## Rows from a pointing dataset:
__________________________________________________

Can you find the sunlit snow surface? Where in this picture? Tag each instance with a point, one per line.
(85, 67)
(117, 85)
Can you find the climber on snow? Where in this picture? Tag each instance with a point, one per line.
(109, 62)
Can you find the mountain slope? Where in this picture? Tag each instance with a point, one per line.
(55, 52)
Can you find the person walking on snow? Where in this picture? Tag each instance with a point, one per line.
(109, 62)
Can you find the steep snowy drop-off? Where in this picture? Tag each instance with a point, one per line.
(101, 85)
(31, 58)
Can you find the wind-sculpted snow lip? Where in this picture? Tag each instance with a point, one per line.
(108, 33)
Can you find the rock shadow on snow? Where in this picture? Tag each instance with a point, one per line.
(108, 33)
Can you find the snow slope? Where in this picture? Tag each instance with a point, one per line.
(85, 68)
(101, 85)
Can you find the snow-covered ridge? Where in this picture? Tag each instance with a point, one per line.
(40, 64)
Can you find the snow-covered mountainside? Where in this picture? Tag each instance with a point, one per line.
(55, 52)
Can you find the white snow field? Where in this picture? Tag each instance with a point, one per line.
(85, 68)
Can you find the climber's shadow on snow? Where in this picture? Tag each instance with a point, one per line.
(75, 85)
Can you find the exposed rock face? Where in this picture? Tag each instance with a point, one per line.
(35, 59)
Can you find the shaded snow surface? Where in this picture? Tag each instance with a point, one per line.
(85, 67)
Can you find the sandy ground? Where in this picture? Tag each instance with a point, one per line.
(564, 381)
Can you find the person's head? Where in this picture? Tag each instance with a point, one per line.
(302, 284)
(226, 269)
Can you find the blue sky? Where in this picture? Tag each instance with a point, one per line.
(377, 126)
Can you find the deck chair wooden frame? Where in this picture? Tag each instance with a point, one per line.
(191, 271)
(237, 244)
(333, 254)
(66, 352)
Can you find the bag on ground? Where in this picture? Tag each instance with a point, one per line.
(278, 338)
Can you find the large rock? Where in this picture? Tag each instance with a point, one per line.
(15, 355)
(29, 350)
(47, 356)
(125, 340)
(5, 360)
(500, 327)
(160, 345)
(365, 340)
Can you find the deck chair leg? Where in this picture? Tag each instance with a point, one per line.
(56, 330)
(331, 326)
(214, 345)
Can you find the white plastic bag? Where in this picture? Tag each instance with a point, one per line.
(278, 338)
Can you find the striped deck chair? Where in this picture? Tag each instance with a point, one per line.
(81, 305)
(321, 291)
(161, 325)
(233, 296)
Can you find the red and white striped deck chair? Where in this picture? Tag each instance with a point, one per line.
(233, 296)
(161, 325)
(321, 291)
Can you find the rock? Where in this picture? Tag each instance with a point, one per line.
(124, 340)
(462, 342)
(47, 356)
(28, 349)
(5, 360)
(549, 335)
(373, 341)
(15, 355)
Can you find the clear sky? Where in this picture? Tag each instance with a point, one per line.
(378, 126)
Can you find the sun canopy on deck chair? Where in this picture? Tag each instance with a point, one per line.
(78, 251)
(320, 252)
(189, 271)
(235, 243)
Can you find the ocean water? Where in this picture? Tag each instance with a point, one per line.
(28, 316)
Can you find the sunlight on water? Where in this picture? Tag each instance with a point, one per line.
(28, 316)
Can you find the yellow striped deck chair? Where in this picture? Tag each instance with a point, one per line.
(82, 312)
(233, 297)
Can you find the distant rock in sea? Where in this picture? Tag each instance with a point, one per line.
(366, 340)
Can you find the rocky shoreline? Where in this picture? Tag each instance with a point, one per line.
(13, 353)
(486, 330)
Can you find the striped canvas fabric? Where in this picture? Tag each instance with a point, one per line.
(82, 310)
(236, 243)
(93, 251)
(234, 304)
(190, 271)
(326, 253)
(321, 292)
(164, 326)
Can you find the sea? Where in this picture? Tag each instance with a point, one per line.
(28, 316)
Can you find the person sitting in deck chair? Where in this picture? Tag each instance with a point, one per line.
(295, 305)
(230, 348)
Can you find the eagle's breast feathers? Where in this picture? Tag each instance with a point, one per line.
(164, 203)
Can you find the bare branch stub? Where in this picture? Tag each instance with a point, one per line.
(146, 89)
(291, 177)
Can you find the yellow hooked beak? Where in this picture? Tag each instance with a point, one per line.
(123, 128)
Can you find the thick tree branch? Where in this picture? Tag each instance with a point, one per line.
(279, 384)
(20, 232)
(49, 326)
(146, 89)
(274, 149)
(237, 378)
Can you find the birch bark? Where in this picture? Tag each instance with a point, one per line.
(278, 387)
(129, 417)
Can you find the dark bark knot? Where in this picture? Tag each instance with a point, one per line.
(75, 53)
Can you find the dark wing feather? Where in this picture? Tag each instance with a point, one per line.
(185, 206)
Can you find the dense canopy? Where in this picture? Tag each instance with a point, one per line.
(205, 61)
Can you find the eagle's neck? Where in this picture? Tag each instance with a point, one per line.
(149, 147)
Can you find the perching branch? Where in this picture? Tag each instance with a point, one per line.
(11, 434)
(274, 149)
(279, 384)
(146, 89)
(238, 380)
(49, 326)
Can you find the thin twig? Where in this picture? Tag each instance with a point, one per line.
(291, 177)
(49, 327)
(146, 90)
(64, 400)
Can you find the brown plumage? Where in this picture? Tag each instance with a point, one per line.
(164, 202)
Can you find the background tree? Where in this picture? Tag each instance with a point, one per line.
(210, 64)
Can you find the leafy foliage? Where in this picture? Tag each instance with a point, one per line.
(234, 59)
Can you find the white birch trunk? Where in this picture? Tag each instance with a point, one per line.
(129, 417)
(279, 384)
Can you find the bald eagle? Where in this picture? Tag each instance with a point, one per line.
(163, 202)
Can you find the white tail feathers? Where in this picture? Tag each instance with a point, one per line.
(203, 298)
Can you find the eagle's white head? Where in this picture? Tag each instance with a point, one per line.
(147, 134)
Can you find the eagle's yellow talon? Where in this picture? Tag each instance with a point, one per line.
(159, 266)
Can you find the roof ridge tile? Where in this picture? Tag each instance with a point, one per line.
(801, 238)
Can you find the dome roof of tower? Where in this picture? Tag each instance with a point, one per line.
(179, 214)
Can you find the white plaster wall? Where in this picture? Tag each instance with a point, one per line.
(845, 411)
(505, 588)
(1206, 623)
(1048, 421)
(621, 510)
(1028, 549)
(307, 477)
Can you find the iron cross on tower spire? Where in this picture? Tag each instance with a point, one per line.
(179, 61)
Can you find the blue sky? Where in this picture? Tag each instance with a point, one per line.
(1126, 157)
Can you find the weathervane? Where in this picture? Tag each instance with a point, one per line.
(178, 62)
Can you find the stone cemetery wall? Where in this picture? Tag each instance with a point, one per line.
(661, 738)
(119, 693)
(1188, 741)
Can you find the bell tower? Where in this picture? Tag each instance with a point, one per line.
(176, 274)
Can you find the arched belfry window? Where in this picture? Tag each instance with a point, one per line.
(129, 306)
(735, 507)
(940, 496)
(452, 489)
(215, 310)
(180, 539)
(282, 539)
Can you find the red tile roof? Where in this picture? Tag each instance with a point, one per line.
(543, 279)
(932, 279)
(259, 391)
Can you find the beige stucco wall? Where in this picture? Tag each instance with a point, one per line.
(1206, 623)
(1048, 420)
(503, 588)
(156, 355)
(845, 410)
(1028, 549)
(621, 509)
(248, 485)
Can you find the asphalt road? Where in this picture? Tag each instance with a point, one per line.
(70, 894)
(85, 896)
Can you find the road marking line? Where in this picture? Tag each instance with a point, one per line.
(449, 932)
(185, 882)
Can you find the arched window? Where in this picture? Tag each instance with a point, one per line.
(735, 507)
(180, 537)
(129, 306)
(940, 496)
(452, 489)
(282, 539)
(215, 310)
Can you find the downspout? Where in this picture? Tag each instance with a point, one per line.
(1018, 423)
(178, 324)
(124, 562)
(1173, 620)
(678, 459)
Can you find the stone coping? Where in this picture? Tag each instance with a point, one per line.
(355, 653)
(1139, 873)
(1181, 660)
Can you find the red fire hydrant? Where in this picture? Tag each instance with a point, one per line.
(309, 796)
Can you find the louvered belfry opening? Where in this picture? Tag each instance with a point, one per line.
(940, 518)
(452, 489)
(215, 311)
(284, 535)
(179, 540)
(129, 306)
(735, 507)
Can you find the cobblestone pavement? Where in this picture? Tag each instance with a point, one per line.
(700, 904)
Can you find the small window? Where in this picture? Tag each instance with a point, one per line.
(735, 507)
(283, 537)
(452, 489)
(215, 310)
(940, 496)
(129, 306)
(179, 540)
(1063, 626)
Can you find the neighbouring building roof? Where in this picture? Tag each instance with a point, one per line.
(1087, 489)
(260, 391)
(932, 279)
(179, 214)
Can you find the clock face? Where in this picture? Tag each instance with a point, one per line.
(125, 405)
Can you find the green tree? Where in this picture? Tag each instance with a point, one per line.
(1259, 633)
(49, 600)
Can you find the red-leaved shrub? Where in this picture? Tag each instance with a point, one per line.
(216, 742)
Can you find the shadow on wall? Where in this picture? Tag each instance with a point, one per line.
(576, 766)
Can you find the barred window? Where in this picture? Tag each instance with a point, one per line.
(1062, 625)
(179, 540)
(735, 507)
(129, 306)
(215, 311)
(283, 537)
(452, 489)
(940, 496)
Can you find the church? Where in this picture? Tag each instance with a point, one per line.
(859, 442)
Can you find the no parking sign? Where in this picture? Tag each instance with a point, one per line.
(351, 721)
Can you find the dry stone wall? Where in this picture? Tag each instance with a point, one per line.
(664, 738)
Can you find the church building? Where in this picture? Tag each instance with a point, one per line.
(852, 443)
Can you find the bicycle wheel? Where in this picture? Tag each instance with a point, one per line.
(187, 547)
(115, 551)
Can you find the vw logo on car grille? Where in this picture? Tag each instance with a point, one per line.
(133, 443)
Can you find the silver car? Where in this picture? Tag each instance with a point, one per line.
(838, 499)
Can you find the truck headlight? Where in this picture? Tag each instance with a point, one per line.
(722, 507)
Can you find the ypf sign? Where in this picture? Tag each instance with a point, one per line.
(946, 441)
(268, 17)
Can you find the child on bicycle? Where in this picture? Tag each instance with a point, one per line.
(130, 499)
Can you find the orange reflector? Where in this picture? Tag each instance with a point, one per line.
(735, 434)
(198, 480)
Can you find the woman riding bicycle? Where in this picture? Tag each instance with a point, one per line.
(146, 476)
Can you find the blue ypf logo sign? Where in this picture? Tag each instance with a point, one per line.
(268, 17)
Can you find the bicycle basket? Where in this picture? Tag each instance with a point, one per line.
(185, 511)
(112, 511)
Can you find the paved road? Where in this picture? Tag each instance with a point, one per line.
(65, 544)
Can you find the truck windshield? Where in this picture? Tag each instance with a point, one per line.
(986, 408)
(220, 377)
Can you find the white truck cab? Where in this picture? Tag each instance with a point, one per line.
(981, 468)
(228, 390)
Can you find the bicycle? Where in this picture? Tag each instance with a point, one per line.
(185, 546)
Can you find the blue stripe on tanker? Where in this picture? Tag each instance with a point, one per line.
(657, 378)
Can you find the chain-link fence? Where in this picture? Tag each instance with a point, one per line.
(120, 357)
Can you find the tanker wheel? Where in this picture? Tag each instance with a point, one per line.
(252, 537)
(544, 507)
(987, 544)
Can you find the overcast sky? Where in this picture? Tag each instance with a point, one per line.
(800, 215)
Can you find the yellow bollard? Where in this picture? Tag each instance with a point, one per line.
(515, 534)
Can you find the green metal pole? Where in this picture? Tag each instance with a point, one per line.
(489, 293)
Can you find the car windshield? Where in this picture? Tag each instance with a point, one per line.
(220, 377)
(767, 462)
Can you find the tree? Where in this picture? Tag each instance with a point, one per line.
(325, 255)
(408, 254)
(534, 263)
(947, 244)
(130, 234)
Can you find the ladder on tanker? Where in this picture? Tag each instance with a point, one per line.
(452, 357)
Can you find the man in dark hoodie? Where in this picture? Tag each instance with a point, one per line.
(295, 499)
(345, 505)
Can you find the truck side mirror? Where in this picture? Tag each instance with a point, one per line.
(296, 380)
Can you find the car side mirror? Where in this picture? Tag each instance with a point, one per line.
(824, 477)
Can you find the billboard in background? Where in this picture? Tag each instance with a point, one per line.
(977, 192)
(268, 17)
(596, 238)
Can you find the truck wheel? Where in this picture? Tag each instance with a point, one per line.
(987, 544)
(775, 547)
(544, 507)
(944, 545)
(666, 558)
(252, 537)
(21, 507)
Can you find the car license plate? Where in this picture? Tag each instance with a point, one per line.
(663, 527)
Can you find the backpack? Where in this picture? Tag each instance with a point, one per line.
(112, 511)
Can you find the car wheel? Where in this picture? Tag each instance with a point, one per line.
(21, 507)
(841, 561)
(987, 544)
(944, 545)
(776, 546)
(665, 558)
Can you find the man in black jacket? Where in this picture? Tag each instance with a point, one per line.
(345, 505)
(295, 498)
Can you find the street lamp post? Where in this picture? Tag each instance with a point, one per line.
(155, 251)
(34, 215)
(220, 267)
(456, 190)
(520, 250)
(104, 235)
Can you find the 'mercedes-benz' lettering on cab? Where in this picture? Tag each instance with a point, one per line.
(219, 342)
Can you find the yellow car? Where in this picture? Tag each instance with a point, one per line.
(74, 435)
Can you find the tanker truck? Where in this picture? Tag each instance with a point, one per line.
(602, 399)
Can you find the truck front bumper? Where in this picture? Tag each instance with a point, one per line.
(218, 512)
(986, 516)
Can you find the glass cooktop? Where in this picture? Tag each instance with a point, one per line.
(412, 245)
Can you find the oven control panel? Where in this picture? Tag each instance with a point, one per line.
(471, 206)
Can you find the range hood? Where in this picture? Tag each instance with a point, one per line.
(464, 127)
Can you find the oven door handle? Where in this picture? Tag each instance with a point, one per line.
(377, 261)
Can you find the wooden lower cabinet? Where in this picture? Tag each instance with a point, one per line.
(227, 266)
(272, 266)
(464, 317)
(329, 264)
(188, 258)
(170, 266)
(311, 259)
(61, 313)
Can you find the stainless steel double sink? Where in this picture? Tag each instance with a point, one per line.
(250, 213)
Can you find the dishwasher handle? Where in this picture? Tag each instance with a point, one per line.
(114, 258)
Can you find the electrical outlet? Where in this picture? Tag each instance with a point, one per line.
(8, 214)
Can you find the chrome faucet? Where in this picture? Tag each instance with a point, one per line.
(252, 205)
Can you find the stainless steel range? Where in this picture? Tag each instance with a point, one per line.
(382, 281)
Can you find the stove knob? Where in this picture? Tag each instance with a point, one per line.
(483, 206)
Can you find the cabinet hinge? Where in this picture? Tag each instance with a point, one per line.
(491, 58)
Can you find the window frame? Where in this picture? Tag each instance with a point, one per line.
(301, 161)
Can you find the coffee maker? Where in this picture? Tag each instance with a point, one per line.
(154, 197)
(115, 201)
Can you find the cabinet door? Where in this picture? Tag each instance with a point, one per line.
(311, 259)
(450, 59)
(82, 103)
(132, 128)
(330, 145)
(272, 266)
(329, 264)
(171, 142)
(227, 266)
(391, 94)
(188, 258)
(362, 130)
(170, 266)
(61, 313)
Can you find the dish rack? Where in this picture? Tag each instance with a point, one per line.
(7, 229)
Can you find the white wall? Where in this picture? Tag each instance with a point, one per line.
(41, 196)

__________________________________________________

## YOUR TASK:
Output, unchanged, the lines from the line with "Can you find the coffee" through the final line of the material.

## EXERCISE ANSWER:
Can you find the coffee maker? Where in this picture? Tag each instance with a point, one per line.
(154, 197)
(115, 201)
Can you find the cabinet door? Where in this picture? Tag each instance with a point, one per line.
(311, 259)
(450, 59)
(82, 103)
(132, 128)
(330, 145)
(272, 266)
(329, 264)
(171, 142)
(227, 266)
(391, 94)
(188, 258)
(362, 130)
(170, 266)
(61, 313)
Can you find the dish rack? Where in this picture? Tag each instance with a point, one per line.
(7, 229)
Can you find the white wall? Where in this picture? Tag each instance with a point, one per line.
(41, 196)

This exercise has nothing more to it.